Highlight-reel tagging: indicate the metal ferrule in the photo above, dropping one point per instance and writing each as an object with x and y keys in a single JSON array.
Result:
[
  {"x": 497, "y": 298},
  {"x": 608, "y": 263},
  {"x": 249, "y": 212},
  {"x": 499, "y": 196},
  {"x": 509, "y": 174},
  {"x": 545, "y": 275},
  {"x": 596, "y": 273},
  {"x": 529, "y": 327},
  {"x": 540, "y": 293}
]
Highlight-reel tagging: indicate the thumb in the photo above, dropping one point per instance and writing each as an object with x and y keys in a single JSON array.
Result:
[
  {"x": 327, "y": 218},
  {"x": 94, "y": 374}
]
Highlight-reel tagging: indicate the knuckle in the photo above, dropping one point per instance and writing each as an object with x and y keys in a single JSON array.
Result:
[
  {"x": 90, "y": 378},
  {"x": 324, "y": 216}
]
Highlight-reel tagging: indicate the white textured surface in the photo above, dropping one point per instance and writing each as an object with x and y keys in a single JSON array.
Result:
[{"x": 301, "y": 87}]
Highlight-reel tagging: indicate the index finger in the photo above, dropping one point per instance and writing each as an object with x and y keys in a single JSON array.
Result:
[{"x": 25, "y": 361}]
------------
■ What you will do
Reproduce all of the records above, swapping each occurrence of "Result" for "Answer" and keeping everything else unchanged.

■ Answer to this exercise
Highlight-reel tagging: indicate the metal ferrule in the photo above, dropping one point per instance and writing each as an object with x and y keys in a single JSON array.
Answer:
[
  {"x": 497, "y": 298},
  {"x": 608, "y": 263},
  {"x": 249, "y": 212},
  {"x": 499, "y": 196},
  {"x": 509, "y": 174},
  {"x": 545, "y": 275},
  {"x": 596, "y": 273},
  {"x": 529, "y": 327},
  {"x": 540, "y": 293}
]
Highlight-reel tagging: indicate the thumb in the photo above, dropping one point per instance and writing each as an object with x and y keys in a single JSON array.
Answer:
[
  {"x": 327, "y": 218},
  {"x": 94, "y": 374}
]
Highlight-reel tagging: indicate the knuckle in the photo above, dropping one point per instance and writing each as an object with x and y keys in a single JSON array.
Answer:
[
  {"x": 90, "y": 378},
  {"x": 324, "y": 216}
]
Highlight-reel tagging: indicate the white textured surface in the photo above, dropping one point per instance and writing each as an object with x and y keys in a single JSON array.
Answer:
[{"x": 301, "y": 87}]
Highlight-reel tagging: indicate the index finger in the photo above, dropping one point per instance and writing each as an object with x and y keys in a single JSON array.
Answer:
[{"x": 25, "y": 361}]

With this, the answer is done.